- READING TEXT:
:::

Photo of a sign that says "please wear a mask" next to a path on CWRU's campus with students wearing masks walking nearby

Student draws from history to understand university life amid a pandemic

Over the past year, students at universities across the world have faced unique challenges due to the COVID-19 pandemic. For many, it has meant wearing masks everywhere, studying remotely, gathering virtually with friends and plenty of uncertainty. And for one Case Western Reserve University undergraduate, looking toward history has helped her make sense of what she and her peers are experiencing.

Grace Bentley, a junior majoring in history and art history, wrote her capstone paper for HSTY 398: Senior Research Seminar about university life during the 1918–19 influenza pandemic that resulted in an estimated 50 million deaths around the world and serves as a clear comparison to the current pandemic.

Photo of Grace Bentley
Grace Bentley

As someone currently living in an apartment near campus and taking a combination of remote and in-person courses, Bentley focused her efforts on familiar territory: the way students at Western Reserve University and Case School of Applied Science experienced a pandemic. She credits Peter Shulman, associate professor of history, for helping her develop the idea after she initially proposed comparing the response of two cities: St. Louis and Philadelphia. Those cities had what are considered to be the best and worst responses to the pandemic, respectively, but Bentley knew that research had already been done before.

Shulman encouraged her to take a student-life approach, and ultimately gave Bentley the chance to work directly with University Archives looking through primary sources.

She said doing original research made her feel like “as much of a historian as I could possibly be.”

The days she spent in the archives digging through old student newspapers and yearbooks—even touching manuscripts typed out by Charles Thwing 100 years ago—were the most rewarding part of her research. 

“One of my favorite parts of history is getting a sense of what daily life was like—I feel like it really connects you with the humanity of it all throughout the decades, through the centuries,” Bentley said.

:::

- DATA EXCERPT:
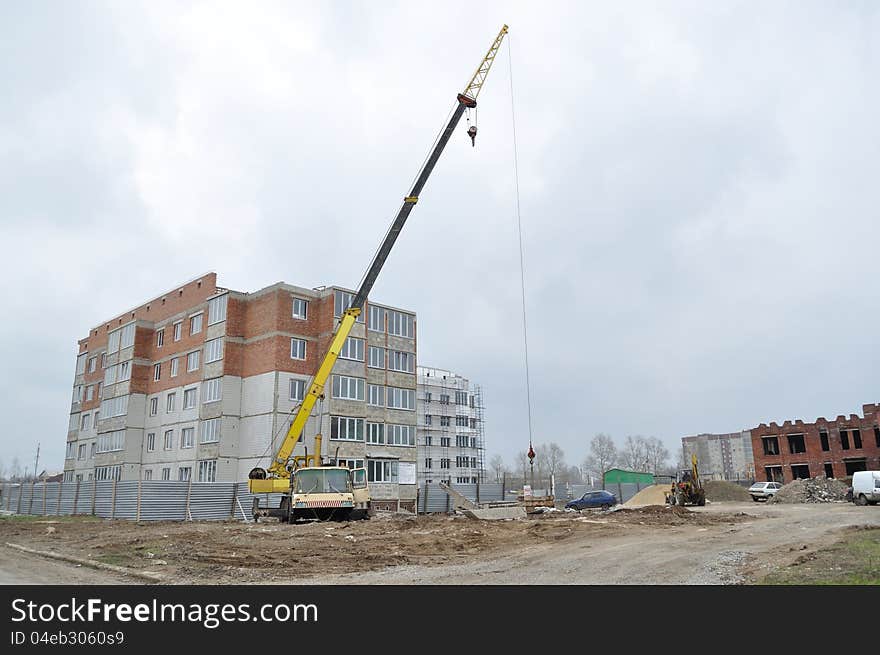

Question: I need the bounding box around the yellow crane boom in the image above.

:::

- TASK 1:
Summarize the article on the student's pandemic research in two sentences.
- TASK 2:
Reproduce the part of the article on the student's pandemic research starting at "Student draws from" and ending at "peers are experiencing.".
- TASK 3:
Write the next part of the article on the student's pandemic research, picking up after its last sentence.
The material has no part in this work.

- FINAL ANSWER 1:
Grace Bentley, a Case Western Reserve University junior majoring in history and art history, wrote her capstone paper for a senior research seminar about how students at Western Reserve University and Case School of Applied Science experienced the 1918–19 influenza pandemic, a clear comparison to the current pandemic. Associate professor Peter Shulman encouraged her to take this student-life approach and gave her the chance to work with University Archives, where she found digging through primary sources such as old student newspapers and yearbooks the most rewarding part of her research.

- FINAL ANSWER 2:
Student draws from history to understand university life amid a pandemic

Over the past year, students at universities across the world have faced unique challenges due to the COVID-19 pandemic. For many, it has meant wearing masks everywhere, studying remotely, gathering virtually with friends and plenty of uncertainty. And for one Case Western Reserve University undergraduate, looking toward history has helped her make sense of what she and her peers are experiencing.

- FINAL ANSWER 3:
Similarities and differences

Bentley had anticipated how different the students’ lives in 1918–19 would have been without access to the technology to which today’s students are accustomed, but she also found unexpected trends in her research.

While much of what is written about student life today will eventually be in the context of the pandemic, students in 1918–19 were much more focused on World War I, then referred to as the Great War. As a result, most of the resources Bentley found on students’ experiences during the pandemic were overshadowed by the war efforts. In her capstone paper, Bentley related that back to how much of what is said about today’s pandemic has political undertones.

In the student-written pieces she read, Bentley said the pandemic didn’t appear to be a primary topic of concern. However, she found mentions of students complaining about four-week quarantines, during which time they were stuck in their dormitories or barracks.

She came across some other familiar topics, too. In some of the op-eds she read, people thought the pandemic was a serious concern, while others thought it was overblown. 

“Reading all these newspapers made me realize we’ve gone through this before,” Bentley said. She credits her project for helping her make sense of the world now, as history often does.

“[History] gives you a map for navigating the world nowadays and understanding what led to what,” she said.

Bentley plans to expand upon her research this semester by next examining students’ responses from 1918–19 at Stanford University and the University of California, Berkeley.